BEREITGESTELLTER AUSZUG —
____________________
Dass der als Bühnen-untauglich anmutende Stoff, der das Schicksal der ehemals (einfluss-)reichen jüdischen Familie Ephrussi behandelt, auf Theaterbrettern funktioniert, ist das Verdienst von Henry Mason. Er hat das Buch geschrieben und Regie geführt.

Seine Detailliebe, Empathie und Unkompliziertheit haben zu diesem vielbejubelten und künstlerisch hochwertigen Musicalwurf verholfen. Mason hat den Stoff einfach gemacht. Einfach im Sinne von einladend, neugierig machend, auch von den Sitzplätzen aus diese mehr als einhundert Jahre währende Familiensaga vom Anfang bis zum Schluss mitgehen zu wollen. Henry Mason war auch mutig genug, 150 verschiedene Rollen in seinem Musical spielen zu lassen. Masons Handschrift ist nie unverständlich, stets nachvollziehbar.

So konnte gleich der Beginn zünden. Zunächst mit einem simplen Stammbaum, der auf einer Riesenleinwand zu sehen ist. Auf ebendieser wird mit kleinen Filmsequenzen und Einspielungen alles Wissenswerte zur Handlung erklärt.

Rote Vitrine als roter Faden

Die Bühne (Jan Meier) ist spartanisch gehalten. Nebst einer roten Vitrine mit 264 japanischen Schnitzfiguren (darunter der namensgebende kleine Hase) als roten Faden sind es ein paar weiße Holzquader, die die Handlung unterstützen. Der deutsche Komponist Thomas Zaufke hat dem Musical ein hochwertiges, genretypisches Kleid verpasst. Bestens setzt ein Orchester (Leitung Christopher Mundy) hoch über der Bühne seine Ideen um. Die Nazizeit setzt Zaufke mit eher beschwingter Musik (Charleston) um, nach dem Krieg wird Walzer getanzt. Ein tiefer Einblick in die österreichische Seele.
____________________
DATENAUSZUG —
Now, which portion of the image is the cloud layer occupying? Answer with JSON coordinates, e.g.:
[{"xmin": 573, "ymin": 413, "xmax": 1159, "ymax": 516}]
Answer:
____________________
WAS ERWARTET WIRD — Gib an, wie viele japanische Schnitzfiguren laut dem bereitgestellten Auszug in der roten Vitrine auf der Bühne stehen.

ERGEBNIS DER AUFGABE — Die rote Vitrine enthält 264 japanische Schnitzfiguren.